Chroniques littéraires

Eugenia

Lionel Duroy

Julliard

2018

487 pages

Historique

Chronique

18 mars 2019

Prix Anaïs Nin 2019

Avertissement : la peste brune est toujours là !


Incroyable, je choisis de lire ce roman vital au moment même où, écoeurée par l'ignorance coupable et la bêtise de certains se réjouissant de la parution d'un premier livre par une excroissance, sous un autre nom, d'une maison d'édition connue pour son catalogue nauséabond, j'envisageais sérieusement de jeter l'éponge devant tant de laideur, de saleté. Eugenia m'a en quelque sorte rappelée à l'ordre. Mais, après une nuit blanche, encore dans la douleur indispensable de la lecture de ce livre, mêlant adroitement faits historiques et fiction, je me dis que la bataille contre le mal et l'obscurité commence par la rédaction de ce retour.


Je me suis beaucoup retrouvée dans cette jeune femme sur bien des aspects, pas d'antisémitisme de base dès le biberon, mais d'autres valeurs familiales dont il a fallu me défaire après un sérieux ménage psychologique. Nous assistons ici, en Roumanie, comme partout en Europe, aux ravages d'une haine contre nature du juif, sans justification, que des raisons hallucinantes véhiculées depuis des siècles dans tout l'Occident.


Difficile de comprendre, d'envisager que l'on ait pu croire en de telles choses, quelque soit d'ailleurs le niveau d'instruction. De l'insulte banale, journalière, au passage à la violence physique puis aux meurtres et aux massacres de masse, Lionel Duroy, brosse une fresque épouvantable où l'horreur indicible prend toute la place, où l'improbable, l'exceptionnel devient inéluctable.


Aujourd'hui, encore, cela recommence en France et partout, s'accompagnant de toutes les autres haines possibles, un cortège macabre qui revient inlassablement.


Des questions fondamentales sont posées ici par le biais de Eugenia à sa famille, à son amant Mihail Sebastian, au peuple roumain, aux habitants de Jassy.

Pourquoi cet antisémitisme viscéral, pourquoi ce rejet des juifs de nationalité roumaine hors du pays, pourquoi leur déniet-on cette nationalité alors même qu'un bon nombre se sont battus pour la patrie en 1917, pourquoi les juifs ne se révoltent-ils pas, vont à l'abattoir pour certains comme si c'était leur destin, inévitable, pourquoi ce fatalisme ? Plus que tout, comment des habitants de Jassy ou de Bucarest, ont-ils pu soudain se transformer en bourreaux à coups de barres de fer, de haches, de toutes armes sous leurs mains ? Comment ont-ils pu massacrer leurs voisins juifs, croisés tous les jours pendant des années ?

CONSIGNE A:
Modifie les enregistrements en remplaçant partout « sheet of paper » par « piece of paper », sans toucher au reste.
Le texte et les enregistrements n'ont rien à voir l'un avec l'autre.

ENREGISTREMENTS EXTRAITS:
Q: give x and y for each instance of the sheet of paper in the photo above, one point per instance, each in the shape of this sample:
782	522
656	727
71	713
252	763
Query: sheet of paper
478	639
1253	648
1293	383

CONSIGNE B:
Poursuis la chronique sur le roman Eugenia à partir de sa dernière phrase.

RÉPONSE A:
Q: give x and y for each instance of the piece of paper in the photo above, one point per instance, each in the shape of this sample:
782	522
656	727
71	713
252	763
Query: piece of paper
478	639
1253	648
1293	383

RÉPONSE B:
Terrorisante quête pour Eugenia que d'essayer d'obtenir des réponses d'un peuple et d'une famille qui joueront ensuite la carte du déni, de comprendre l'origine du Mal. Un pogrom, quel pogrom ? La figure de Malaparte est extraordinaire tout en ambiguïté.


Une envie de hurler ne m'a pas quitté, je dois dire, que ce soit face à l'immobilisme du romancier et dramaturge Mihail Sebastian, incapable de s'imaginer ailleurs qu'en Roumanie, restant là donc comme une chèvre à son piquet, de l'ignominie de cette époque, du nazisme, mais surtout parce que certains symptômes annonçant la catastrophe me sont apparus très actuels.

L'auteur dresse le portrait de la Roumanie, de personnages célèbres de ces années de chaos, et avant tout de Mihail Sebastian, en tissant une toile faite de ses mots et d'extraits des romans et pièces de théâtre de l'écrivain.


Au commencement, nous sommes le 29 mai 1945, la veille Mihail est mort renversé par un camion. Eugenia apprend la nouvelle par son frère. Doucement, grâce à ses souvenirs et le journal de son amant, elle va retracer pour nous tout le chemin parcouru ces dernières années, afin que jamais on n'oublie. On découvre ainsi une femme étonnante, capable d'aller au bout de ses propres limites, de sa propre morale, de sa propre violence, avant de trouver une forme de rédemption. La Roumanie va payer très cher son allégeance à Hitler, la fin du conflit marquera le début d'un effroyable cauchemar.


Un livre vibrant, puissant, essentiel quant à la narration de l'intérieur, de ce qui se passa en Roumanie avant et pendant la guerre. Une alerte à ne pas négliger, surtout pas. Une voix qui s'élève à nouveau à travers les années, puisqu'il semble que nous ne comprenions pas.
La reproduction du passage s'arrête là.